• WORK ITEM
A copy is needed of each line in the records that has the word "below".

• MATERIAL TO PROCESS

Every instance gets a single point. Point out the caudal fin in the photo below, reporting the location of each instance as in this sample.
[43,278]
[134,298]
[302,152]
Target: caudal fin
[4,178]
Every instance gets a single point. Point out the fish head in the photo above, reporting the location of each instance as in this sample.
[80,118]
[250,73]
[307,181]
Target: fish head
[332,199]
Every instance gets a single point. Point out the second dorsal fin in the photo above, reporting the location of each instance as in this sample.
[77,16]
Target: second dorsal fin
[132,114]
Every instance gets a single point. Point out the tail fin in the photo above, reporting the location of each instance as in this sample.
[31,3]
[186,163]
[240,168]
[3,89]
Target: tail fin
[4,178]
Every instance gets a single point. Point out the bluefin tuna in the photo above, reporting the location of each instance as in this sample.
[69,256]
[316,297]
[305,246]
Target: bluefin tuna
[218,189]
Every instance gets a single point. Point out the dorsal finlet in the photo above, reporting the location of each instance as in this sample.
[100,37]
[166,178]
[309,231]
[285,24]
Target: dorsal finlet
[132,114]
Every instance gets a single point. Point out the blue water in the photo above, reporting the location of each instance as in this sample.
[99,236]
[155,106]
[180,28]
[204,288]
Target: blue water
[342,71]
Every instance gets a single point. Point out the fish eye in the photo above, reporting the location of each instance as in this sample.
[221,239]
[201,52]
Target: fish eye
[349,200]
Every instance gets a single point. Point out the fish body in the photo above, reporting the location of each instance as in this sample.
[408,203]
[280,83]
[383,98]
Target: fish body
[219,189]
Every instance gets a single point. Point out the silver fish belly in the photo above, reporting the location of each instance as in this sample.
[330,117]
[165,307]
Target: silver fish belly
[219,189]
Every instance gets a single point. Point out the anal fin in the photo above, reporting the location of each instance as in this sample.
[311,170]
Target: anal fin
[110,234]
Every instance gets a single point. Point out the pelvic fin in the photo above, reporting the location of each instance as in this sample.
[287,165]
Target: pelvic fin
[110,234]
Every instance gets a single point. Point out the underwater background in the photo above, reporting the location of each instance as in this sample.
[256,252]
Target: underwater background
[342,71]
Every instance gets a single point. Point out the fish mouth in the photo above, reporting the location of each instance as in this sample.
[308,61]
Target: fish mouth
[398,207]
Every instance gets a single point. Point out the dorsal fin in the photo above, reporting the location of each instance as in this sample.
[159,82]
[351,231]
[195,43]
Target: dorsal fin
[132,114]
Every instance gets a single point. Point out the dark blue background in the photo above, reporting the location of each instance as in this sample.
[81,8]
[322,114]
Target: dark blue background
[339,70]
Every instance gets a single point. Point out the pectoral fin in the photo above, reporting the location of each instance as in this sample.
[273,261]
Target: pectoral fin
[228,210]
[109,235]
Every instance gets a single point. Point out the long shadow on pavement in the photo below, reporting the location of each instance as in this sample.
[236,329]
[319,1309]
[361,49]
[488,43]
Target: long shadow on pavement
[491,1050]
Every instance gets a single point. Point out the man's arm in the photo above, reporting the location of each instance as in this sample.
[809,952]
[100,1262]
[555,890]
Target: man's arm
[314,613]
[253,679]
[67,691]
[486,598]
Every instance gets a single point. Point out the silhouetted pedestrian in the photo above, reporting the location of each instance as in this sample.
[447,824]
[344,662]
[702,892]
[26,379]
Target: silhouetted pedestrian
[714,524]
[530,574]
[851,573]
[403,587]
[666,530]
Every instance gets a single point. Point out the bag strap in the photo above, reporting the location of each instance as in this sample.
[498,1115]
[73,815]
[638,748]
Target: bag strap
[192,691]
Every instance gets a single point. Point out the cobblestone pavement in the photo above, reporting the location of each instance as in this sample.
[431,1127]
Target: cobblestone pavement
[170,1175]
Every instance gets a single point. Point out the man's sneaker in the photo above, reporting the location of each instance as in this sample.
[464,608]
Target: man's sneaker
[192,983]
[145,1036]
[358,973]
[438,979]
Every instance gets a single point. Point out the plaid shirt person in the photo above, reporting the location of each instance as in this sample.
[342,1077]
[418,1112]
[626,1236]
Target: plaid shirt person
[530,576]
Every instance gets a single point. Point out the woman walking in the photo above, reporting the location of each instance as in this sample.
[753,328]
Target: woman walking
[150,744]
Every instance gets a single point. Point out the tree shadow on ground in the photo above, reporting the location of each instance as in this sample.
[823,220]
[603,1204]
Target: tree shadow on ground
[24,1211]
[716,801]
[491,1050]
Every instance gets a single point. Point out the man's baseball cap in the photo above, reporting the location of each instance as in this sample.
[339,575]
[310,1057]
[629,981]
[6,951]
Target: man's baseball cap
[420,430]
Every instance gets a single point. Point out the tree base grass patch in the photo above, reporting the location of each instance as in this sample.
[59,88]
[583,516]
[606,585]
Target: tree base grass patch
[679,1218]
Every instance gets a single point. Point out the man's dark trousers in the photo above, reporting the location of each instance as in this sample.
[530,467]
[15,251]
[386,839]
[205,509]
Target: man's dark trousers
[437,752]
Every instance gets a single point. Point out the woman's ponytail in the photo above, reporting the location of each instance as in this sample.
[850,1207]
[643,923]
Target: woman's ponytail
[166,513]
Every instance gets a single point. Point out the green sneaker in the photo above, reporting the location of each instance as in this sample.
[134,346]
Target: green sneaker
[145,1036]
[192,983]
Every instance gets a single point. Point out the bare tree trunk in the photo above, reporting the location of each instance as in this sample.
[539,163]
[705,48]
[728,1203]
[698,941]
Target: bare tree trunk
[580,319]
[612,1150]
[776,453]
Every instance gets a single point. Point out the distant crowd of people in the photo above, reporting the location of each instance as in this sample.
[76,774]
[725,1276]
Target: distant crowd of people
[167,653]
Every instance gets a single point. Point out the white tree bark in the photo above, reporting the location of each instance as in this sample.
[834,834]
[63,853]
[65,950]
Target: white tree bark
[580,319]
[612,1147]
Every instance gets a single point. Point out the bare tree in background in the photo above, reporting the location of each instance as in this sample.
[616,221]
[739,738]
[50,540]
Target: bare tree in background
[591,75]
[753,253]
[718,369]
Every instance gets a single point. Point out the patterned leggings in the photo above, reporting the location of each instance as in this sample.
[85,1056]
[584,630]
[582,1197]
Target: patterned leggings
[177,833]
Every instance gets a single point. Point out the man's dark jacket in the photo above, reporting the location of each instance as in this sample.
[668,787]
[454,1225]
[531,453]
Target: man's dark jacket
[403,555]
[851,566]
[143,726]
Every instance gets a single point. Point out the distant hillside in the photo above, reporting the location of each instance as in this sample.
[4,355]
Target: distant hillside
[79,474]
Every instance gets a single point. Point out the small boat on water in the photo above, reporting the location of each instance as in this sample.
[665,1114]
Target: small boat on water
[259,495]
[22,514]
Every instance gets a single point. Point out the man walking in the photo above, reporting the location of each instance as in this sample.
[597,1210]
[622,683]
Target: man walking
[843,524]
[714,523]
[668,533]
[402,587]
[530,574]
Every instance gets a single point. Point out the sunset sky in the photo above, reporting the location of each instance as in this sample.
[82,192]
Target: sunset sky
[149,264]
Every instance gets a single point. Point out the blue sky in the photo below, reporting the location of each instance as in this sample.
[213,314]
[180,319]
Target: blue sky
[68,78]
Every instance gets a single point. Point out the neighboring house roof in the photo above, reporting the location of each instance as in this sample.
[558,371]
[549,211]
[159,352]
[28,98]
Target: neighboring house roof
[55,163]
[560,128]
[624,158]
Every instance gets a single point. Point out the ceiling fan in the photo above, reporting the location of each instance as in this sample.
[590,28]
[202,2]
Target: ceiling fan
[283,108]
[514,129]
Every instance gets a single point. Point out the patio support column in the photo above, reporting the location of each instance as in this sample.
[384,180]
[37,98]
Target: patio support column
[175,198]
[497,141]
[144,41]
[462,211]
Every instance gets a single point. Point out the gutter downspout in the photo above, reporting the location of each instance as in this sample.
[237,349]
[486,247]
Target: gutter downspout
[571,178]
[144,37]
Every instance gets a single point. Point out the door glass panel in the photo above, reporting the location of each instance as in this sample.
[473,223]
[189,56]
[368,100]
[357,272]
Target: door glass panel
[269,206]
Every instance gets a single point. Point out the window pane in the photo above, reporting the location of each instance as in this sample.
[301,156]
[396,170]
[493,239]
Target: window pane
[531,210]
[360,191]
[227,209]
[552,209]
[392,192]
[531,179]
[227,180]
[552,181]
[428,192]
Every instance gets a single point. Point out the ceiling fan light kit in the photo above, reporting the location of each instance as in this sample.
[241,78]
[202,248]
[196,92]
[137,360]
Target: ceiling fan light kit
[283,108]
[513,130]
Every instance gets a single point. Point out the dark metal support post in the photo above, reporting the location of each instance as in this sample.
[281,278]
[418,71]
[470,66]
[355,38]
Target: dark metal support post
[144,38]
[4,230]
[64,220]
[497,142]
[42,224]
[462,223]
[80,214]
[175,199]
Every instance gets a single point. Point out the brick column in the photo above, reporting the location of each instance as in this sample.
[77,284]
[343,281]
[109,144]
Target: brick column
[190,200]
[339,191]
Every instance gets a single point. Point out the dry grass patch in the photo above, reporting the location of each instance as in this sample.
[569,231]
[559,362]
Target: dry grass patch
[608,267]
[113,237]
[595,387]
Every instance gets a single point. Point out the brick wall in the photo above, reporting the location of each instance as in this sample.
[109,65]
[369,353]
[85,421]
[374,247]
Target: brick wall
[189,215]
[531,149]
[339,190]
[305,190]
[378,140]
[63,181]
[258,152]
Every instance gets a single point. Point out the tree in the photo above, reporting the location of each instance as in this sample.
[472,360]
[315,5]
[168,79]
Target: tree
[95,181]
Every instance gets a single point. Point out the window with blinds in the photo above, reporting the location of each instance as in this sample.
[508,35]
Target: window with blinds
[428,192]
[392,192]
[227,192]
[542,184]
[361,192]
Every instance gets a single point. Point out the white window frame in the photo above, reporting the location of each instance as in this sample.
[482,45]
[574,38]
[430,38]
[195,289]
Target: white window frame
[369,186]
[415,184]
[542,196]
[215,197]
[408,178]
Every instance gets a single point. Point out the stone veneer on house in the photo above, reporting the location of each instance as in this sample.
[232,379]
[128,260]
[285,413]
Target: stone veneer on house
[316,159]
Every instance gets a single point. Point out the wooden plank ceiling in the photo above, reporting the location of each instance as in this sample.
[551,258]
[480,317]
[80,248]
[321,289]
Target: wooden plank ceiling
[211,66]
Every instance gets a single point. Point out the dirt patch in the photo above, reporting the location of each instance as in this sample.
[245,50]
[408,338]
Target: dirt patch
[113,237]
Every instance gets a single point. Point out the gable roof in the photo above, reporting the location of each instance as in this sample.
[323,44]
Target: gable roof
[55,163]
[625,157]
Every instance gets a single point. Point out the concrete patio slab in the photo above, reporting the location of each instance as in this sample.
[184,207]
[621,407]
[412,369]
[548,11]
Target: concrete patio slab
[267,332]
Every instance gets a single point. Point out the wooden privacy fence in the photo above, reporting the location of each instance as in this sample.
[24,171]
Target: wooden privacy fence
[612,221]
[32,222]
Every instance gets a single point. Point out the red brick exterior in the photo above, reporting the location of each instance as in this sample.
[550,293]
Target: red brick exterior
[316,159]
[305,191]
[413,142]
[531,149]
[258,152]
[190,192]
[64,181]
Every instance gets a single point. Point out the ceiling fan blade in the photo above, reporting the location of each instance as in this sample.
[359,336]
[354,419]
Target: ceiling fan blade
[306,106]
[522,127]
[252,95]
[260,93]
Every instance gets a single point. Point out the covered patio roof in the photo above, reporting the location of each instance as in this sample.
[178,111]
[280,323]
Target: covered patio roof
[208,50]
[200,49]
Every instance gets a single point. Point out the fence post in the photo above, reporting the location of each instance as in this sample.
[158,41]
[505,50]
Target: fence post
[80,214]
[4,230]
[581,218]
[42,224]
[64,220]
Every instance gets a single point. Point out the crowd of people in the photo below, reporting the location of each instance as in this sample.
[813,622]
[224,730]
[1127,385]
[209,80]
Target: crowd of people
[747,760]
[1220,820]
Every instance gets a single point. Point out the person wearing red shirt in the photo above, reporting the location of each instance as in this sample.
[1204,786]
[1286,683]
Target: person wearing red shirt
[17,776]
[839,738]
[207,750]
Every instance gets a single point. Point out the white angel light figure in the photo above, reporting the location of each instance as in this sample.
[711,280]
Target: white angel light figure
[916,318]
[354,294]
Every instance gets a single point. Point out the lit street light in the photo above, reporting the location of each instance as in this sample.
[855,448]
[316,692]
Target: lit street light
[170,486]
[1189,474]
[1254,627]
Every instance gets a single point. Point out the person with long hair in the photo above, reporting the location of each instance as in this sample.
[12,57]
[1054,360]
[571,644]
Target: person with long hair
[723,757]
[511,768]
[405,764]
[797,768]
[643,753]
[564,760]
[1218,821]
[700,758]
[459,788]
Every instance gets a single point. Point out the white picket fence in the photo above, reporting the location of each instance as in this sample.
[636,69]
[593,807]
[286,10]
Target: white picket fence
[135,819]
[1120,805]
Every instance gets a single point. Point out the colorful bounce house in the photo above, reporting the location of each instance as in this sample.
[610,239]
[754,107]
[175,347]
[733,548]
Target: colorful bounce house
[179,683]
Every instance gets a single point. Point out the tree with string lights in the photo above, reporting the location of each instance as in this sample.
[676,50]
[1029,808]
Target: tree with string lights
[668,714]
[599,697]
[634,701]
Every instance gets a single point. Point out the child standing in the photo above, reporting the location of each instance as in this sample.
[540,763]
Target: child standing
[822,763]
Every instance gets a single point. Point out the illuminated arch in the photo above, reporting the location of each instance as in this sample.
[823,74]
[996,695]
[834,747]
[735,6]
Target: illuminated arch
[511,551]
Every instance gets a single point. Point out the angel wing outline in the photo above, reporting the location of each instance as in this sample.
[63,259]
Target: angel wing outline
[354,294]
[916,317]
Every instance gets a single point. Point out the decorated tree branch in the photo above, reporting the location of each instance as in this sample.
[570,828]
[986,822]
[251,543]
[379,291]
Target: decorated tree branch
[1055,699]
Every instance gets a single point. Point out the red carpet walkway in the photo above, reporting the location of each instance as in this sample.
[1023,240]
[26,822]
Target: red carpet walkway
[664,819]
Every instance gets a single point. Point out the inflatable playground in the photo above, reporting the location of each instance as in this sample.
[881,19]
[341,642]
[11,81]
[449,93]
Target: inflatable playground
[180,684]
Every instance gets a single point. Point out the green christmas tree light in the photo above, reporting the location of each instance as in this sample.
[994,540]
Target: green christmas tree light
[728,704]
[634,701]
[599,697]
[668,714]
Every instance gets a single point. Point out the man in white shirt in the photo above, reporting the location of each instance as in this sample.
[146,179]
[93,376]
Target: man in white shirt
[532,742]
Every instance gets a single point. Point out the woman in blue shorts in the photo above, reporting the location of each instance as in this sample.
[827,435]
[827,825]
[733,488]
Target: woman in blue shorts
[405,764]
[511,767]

• EXERCISE OUTPUT
Every instance gets a single point. Point out the caudal fin in the photo below, reporting the location of each instance as in this sample.
Every instance gets a single point. Point out the long shadow on pavement in the photo below, reporting the location of each instance as in this sample.
Every instance gets a single point. Point out the blue sky in the photo below, reporting the location of each instance as in this sample.
Every instance gets a single point. Point out the crowd of people in the photo below, reporting the location of each instance as in this sample.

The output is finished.